**AIM 1:** Rewrite the passage of the IPO FAQ starting with "After the process" and going on through "of this issue.", changing "first-day trade" to "first day of trading".
**AIM 2:** Extend the IPO FAQ by writing what comes after its final line.

How is the IPO price calculated?
The issuing company and the underwriters together decide the offer price. They determine the offering price based on the market condition, the response in the roadshow, and analysis.
Often, the underwriters keep a lower offering price to attract more investors. Under pricing ensures that the issue either fully subscribed or oversubscribed by the retail investors. If an IPO is oversubscribed 2 or 3 times, then it's said to be a good subscription.
Does the price of the stocks usually drop after the IPO?
After the process of IPO, the shares of the company will be listed in the exchanges. From the listing day onwards, the shares will be trading like other ordinary shares.
Anyhow, on the first-day trade, the stock tends to witness significant fluctuation due to frequent change in hands. Depends upon the demand and supply, the price of some IPOs drops significantly on the first day, while a few witnesses a steep increase in the price. All these fluctuations depend on how strong the fundamentals of the company and also on the market sentiments.
What is the largest IPO in US history?
The IPO of Alibaba Group Holding Limited (NYSE:BABA) is the largest in US history. The company carried an IPO in 2014 and raised $25bn. Credit Suisse was the underwriter of this issue.
How long an IPO last?
The process of IPO lasts six to nine months. The process involves several steps. Some of them can be done simultaneously while the others go sequentially.
What happens to the existing shareholders in an IPO?
Usually, the companies include only the new shares in the IPO process. While some companies include the shares of the existing shareholders in the IPO.
The current shareholders can sell their shares in the IPO if they are covered and registered as part of the IPO process. In such a case, existing shareholders are called selling shareholders, and the proceedings from the sale by selling shareholders will not go to the company. Instead, it'll directly go to the selling shareholders.
The existing shareholders have the option to hold private shares rather than selling them. They can wait for them to become public. When a company goes public, all the private shares will be converted into public ownership.
Why IPO is considered the high risk?
IPO investments are highly risky and speculative. In the recent past, immediately after the listing, many IPOs corrected significantly, and for an extended period, they traded at a much lower level than the listing price. Thus negative returns observed recently in IPO.
Due to the lack of trading history, it's impossible to track the behavior of the stock over a while.
Many small companies go for IPO. Due to their limited product range, petite customer base, and limited operating history, it's challenging to analyze the future growth of them.
What is an IPO closing date?

**DATASET SECTION:**
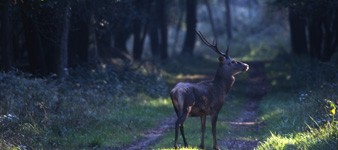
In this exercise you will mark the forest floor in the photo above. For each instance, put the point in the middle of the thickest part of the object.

**WRITTEN ANSWER 1:**
After the process of IPO, the shares of the company will be listed in the exchanges. From the listing day onwards, the shares will be trading like other ordinary shares.
Anyhow, on the first day of trading, the stock tends to witness significant fluctuation due to frequent change in hands. Depends upon the demand and supply, the price of some IPOs drops significantly on the first day, while a few witnesses a steep increase in the price. All these fluctuations depend on how strong the fundamentals of the company and also on the market sentiments.
What is the largest IPO in US history?
The IPO of Alibaba Group Holding Limited (NYSE:BABA) is the largest in US history. The company carried an IPO in 2014 and raised $25bn. Credit Suisse was the underwriter of this issue.

**WRITTEN ANSWER 2:**
IPO closing date refers to the last day of the sale of the shares.
How can employees benefit from the IPO?
Many companies give stocks to employees in terms of appraisal or bonuses. When the company goes public, the liquidity of these shares also increases, and the employees can benefit from the price rise.
Several companies reserve a quota of shares for their employees in IPO, and these shares will be available at a discounted price. The employees can take advantage of the opportunity to acquire shares at a lower price. However, this is not mandatory for companies.
What is Regulation A+ IPO?
Regulation A+ or Title IV of the JOBS Act is an offering that allows private companies to raise capital up to $50mn from the public. Reg A+ is mainly designed for startups and the companies in the growth stage.
Reg A+ can be used for IPOs in NYSE and NASDAQ, and so far, several companies have used Reg A+ IPO.
The major advantage of Reg A+ over the conventional IPO is that it's less expensive, and the SEC filing process takes less timing for Reg A+.
Through Reg A+, the companies collect a small amount from a large pool of public. So, no investors will have enough shares to claim the controlling stake in the company. Thus for the promoters, there is no risk of losing control in the business even after Reg A+ offering.
What is an EGC?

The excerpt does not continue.